##### Document text

I rise in particular to support new clause 17. As we all know, this is really an enabling Bill and a lot of its meat will come in regulations that will be passed in the coming weeks and months. In the short time available to me, I think it is important to stand up for the regulators, because someone has to in this debate. I want to stand up for them not because I have agreed with every decision of the Prudential Regulation Authority, the Financial Conduct Authority, the Payment Systems Regulator or anyone else, but because a lot of the right criticisms that I and many other colleagues have had of the regulators arise more as a function of the system in which they operate than as a result of the decisions made by those individual regulators or institutions.

There is a key point about accountability, which many colleagues on both sides of the House have already raised: there needs to be strengthened accountability to this House. I have made the point many times before, but I urge those on the Treasury Bench, His Majesty’s Treasury and Parliament to look at this more deeply. Unless we can strengthen the accountability to this House and the other place of the regulators directly, we will continue to run up against criticisms that they are not taking colleagues’ considerations into account.

##########
##### Given information

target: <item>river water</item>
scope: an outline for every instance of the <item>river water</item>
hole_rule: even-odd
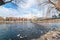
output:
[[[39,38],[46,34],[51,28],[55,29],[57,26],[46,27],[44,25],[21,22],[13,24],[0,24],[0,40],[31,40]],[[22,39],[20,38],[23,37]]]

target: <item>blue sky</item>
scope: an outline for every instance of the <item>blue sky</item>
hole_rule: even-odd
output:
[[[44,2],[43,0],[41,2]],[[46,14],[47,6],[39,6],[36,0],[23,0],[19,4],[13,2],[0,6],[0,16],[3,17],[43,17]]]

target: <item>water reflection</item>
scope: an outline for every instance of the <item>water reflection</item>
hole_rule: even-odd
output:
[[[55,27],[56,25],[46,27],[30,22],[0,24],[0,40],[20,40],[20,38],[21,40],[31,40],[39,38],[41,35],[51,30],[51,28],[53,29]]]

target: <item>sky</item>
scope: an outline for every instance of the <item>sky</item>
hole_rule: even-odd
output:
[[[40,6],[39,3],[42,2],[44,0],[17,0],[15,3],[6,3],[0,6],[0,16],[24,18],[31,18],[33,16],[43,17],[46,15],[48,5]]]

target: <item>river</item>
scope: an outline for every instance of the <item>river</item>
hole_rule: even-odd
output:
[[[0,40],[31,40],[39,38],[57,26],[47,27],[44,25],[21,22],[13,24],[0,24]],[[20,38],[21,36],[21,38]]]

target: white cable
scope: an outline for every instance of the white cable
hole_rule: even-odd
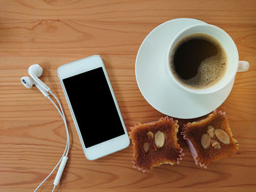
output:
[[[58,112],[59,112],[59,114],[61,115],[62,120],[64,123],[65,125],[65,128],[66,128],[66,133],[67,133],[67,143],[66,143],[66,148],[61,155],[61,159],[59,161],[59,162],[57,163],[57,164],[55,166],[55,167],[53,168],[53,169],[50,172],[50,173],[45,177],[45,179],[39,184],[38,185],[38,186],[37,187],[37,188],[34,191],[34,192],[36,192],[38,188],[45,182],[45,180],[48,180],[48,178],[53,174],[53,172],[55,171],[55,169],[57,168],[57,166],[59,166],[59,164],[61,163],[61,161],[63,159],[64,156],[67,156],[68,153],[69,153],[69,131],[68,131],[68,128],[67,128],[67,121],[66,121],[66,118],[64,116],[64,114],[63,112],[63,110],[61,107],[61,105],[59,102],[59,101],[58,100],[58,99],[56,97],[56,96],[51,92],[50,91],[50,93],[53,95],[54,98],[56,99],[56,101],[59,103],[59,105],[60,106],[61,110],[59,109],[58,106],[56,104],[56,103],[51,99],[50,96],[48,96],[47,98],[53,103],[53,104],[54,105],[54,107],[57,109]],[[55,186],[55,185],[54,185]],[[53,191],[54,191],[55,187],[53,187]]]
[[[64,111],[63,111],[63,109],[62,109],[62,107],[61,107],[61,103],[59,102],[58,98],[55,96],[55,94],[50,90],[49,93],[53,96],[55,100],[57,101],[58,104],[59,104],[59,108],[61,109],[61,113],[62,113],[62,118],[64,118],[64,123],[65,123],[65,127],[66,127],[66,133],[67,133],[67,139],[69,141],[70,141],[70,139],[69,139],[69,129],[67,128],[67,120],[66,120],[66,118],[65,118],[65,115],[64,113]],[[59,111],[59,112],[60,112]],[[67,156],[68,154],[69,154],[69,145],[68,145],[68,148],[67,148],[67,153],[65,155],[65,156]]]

##########

» Set task
Reproduce the part of the speech on financial regulators that begins at "I rise in particular" and stops after "regulators or institutions.".

» Result for this task
I rise in particular to support new clause 17. As we all know, this is really an enabling Bill and a lot of its meat will come in regulations that will be passed in the coming weeks and months. In the short time available to me, I think it is important to stand up for the regulators, because someone has to in this debate. I want to stand up for them not because I have agreed with every decision of the Prudential Regulation Authority, the Financial Conduct Authority, the Payment Systems Regulator or anyone else, but because a lot of the right criticisms that I and many other colleagues have had of the regulators arise more as a function of the system in which they operate than as a result of the decisions made by those individual regulators or institutions.